----- RECORDS FOR THIS EXERCISE

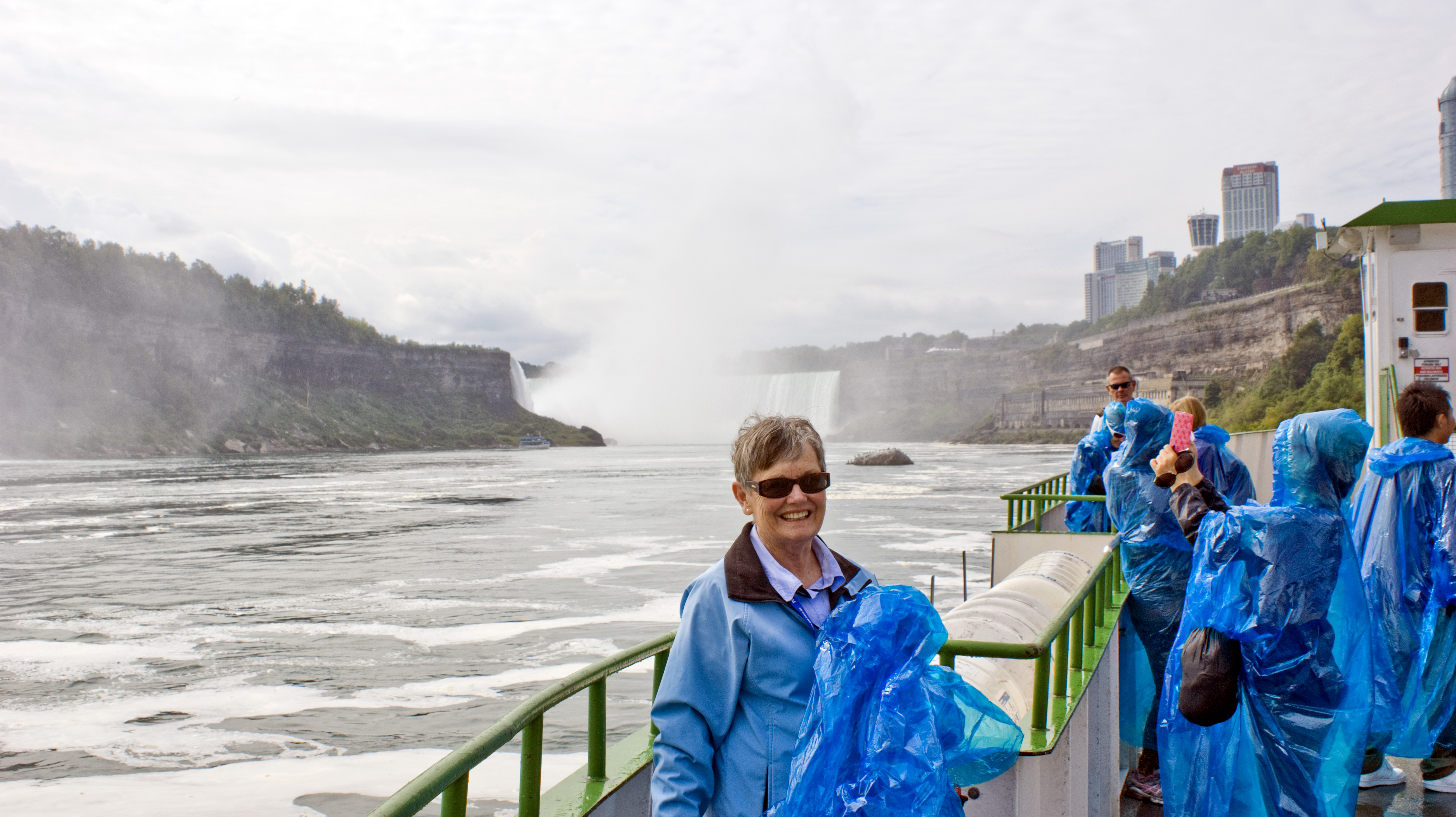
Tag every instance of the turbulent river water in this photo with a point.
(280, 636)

----------
----- RECORDS FOR THIS EXERCISE

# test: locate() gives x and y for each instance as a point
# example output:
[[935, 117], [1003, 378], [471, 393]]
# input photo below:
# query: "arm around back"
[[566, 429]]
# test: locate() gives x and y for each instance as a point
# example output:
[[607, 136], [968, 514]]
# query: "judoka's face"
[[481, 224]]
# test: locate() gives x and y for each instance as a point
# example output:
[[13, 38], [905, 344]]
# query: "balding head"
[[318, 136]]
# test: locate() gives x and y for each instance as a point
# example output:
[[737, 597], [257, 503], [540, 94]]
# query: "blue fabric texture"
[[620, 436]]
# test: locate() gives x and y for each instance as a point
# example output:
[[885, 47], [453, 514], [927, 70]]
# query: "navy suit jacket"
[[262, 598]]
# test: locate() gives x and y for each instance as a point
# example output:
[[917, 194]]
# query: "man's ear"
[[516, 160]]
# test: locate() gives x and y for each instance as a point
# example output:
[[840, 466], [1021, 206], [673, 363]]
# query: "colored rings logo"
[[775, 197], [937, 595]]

----------
----- RECORDS FOR THIS EXERCISE

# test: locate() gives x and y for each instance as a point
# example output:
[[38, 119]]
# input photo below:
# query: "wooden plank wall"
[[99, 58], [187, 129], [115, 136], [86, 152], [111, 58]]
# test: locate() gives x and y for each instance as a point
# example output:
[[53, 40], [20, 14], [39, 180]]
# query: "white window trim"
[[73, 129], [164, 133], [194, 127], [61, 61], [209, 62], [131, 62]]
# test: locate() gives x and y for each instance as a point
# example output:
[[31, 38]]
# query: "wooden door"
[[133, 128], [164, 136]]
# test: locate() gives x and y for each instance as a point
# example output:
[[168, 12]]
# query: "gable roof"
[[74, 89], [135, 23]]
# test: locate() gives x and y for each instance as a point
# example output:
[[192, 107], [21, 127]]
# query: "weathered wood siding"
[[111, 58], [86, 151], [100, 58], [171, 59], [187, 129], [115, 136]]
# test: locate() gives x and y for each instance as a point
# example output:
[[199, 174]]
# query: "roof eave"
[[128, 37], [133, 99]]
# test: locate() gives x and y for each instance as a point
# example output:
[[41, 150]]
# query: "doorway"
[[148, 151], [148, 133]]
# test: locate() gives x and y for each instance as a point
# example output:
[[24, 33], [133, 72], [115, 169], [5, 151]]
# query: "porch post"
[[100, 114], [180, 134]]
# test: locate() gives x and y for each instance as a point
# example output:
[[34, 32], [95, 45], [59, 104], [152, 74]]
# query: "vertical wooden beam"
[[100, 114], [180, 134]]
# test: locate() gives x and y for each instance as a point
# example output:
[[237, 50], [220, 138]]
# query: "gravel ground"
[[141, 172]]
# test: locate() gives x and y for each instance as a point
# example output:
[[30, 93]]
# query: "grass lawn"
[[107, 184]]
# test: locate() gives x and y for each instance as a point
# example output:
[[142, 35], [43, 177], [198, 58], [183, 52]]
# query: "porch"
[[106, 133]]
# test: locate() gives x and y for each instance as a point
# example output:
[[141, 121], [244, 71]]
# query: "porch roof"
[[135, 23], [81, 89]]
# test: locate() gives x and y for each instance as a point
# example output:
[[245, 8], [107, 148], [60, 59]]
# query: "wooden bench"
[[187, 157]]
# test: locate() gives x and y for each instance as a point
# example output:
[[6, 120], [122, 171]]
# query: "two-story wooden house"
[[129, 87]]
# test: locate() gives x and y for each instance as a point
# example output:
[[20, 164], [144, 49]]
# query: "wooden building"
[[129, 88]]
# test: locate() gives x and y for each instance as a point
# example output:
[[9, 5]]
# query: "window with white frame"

----------

[OBJECTIVE]
Which lines in the records contain the word "with"? Pick out each one and copy it in full.

[OUTPUT]
Tag every instance of the turbulent river water in this photo with a point.
# query: "window with white frame"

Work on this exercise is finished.